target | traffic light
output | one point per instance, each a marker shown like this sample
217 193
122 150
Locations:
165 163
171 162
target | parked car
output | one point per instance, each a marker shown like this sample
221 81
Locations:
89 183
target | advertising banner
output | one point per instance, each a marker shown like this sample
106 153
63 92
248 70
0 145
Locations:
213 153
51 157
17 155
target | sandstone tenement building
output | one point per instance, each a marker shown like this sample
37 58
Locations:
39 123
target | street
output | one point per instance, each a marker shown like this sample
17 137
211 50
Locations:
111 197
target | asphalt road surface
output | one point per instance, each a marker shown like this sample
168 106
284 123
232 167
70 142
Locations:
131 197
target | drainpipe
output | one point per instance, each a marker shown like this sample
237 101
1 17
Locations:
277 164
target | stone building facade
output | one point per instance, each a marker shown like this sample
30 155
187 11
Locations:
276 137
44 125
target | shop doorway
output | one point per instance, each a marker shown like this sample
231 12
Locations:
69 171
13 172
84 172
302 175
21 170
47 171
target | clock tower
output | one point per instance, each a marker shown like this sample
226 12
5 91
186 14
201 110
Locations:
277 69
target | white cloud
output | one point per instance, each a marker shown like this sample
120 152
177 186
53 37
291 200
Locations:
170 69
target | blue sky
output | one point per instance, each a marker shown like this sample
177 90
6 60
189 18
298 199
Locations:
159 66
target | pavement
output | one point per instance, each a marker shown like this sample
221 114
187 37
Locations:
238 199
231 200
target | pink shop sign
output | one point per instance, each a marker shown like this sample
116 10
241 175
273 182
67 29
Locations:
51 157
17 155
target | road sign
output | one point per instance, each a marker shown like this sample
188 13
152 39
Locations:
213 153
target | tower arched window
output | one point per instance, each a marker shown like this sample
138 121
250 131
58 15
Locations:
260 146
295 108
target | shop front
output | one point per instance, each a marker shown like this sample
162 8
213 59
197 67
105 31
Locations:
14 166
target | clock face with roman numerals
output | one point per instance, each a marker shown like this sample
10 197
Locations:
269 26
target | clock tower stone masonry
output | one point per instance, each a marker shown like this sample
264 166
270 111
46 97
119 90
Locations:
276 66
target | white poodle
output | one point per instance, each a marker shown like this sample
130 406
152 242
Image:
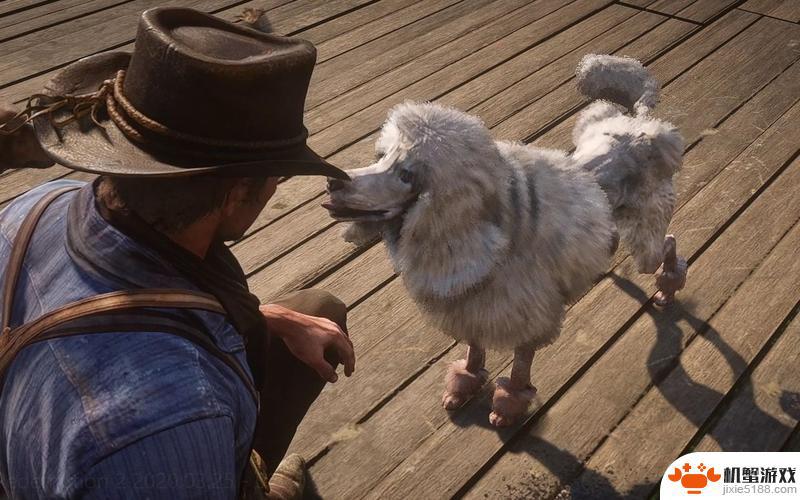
————————
**À faire:** Extrais toutes les lignes des enregistrements qui contiennent le mot « tower ». La casse compte.

**Réponse finale:**
target | clock tower
target | tower arched window
target | clock tower stone masonry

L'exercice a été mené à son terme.